> [OBIETTIVO DELL'ESERCIZIO] Ricopia per intero l'estratto sulle lavoratrici del Mudec di Milano, senza cambiare nulla.

─── ESTRATTO

Al Mudec di Milano, il Museo delle Culture, 9 lavoratrici degli appalti hanno perso il posto alla vigilia di questo Primo Maggio. La loro colpa è stata quella di rifiutare in blocco, nel momento in cui è cambiato l’appalto, la proposta, da parte della nuova azienda, di un lavoro a chiamata al posto del contratto a tempo indeterminato che avevano in precedenza. Sullo sfondo di una situazione già grave, in un settore, quello dell’arte, ridotto ai minimi termini dalla crisi pandemica, ha pesato come un macigno la mancata applicazione, da parte del committente, della clausola sociale, uno strumento che avrebbe garantito ai lavoratori la propria occupazione.

──────
─── DATI FORNITI

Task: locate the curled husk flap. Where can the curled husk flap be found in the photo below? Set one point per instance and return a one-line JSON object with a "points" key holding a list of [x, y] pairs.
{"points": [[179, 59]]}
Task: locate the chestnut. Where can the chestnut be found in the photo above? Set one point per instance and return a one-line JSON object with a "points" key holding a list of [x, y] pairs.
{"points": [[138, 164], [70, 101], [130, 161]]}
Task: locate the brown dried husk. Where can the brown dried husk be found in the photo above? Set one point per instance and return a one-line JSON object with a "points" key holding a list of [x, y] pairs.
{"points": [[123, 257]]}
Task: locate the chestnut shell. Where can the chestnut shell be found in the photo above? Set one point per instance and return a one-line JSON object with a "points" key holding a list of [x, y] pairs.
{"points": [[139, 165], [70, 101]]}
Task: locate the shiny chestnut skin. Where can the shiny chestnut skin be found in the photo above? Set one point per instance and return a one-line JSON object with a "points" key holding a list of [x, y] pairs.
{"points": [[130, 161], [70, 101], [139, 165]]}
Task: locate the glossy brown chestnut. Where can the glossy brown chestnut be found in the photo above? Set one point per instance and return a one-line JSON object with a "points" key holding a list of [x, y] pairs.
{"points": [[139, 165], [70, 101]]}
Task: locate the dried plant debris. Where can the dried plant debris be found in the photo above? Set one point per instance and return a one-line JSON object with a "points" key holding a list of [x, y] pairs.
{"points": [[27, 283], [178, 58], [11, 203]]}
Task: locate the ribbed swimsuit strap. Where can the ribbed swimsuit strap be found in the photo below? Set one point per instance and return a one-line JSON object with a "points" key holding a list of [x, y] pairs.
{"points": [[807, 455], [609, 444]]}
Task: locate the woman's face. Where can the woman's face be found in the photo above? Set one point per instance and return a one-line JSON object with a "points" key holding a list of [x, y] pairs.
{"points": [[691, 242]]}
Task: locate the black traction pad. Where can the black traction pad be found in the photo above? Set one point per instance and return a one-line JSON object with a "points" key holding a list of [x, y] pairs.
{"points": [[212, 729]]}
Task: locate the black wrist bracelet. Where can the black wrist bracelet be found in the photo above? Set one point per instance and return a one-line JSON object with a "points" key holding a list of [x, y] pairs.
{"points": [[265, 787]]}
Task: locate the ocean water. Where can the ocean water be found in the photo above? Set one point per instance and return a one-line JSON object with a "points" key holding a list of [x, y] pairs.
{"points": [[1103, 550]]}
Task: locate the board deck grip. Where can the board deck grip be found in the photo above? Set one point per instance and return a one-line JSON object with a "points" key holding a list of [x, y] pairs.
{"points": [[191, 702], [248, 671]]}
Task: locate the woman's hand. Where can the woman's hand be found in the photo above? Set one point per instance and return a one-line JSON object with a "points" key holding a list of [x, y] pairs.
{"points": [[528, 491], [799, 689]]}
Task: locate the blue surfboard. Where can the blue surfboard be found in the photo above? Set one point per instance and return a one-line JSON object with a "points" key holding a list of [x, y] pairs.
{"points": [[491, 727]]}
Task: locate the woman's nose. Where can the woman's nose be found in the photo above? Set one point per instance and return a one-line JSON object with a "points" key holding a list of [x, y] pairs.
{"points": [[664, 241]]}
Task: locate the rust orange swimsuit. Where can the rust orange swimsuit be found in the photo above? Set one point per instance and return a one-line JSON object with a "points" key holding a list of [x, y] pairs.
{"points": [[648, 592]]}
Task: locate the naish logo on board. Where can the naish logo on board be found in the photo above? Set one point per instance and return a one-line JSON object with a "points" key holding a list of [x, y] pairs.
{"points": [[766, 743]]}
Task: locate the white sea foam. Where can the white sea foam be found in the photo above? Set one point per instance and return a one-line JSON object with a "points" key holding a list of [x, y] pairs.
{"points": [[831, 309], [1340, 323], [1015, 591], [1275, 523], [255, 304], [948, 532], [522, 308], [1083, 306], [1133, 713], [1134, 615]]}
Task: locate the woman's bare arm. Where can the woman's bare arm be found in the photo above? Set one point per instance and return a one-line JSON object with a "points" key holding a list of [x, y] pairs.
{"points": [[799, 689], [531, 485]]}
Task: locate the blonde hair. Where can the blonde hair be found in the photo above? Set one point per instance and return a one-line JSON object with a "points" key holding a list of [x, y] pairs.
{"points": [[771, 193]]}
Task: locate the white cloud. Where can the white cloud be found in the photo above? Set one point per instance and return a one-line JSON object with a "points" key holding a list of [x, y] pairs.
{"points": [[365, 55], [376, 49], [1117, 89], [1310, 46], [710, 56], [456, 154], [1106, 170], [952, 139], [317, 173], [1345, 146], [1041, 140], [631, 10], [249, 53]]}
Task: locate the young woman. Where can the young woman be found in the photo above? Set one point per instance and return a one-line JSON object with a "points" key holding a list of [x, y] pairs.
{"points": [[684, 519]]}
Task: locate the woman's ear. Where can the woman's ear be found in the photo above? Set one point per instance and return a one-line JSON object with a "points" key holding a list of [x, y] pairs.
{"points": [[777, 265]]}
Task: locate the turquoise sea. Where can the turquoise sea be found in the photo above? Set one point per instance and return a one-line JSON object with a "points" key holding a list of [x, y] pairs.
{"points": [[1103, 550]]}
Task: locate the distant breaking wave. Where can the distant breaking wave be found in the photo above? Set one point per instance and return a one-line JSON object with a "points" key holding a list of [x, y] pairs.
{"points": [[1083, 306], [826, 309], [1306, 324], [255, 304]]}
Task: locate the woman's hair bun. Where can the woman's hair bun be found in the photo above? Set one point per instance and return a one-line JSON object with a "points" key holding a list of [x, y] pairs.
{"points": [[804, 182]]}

──────

> [RISULTATO DEL COMPITO]
Al Mudec di Milano, il Museo delle Culture, 9 lavoratrici degli appalti hanno perso il posto alla vigilia di questo Primo Maggio. La loro colpa è stata quella di rifiutare in blocco, nel momento in cui è cambiato l’appalto, la proposta, da parte della nuova azienda, di un lavoro a chiamata al posto del contratto a tempo indeterminato che avevano in precedenza. Sullo sfondo di una situazione già grave, in un settore, quello dell’arte, ridotto ai minimi termini dalla crisi pandemica, ha pesato come un macigno la mancata applicazione, da parte del committente, della clausola sociale, uno strumento che avrebbe garantito ai lavoratori la propria occupazione.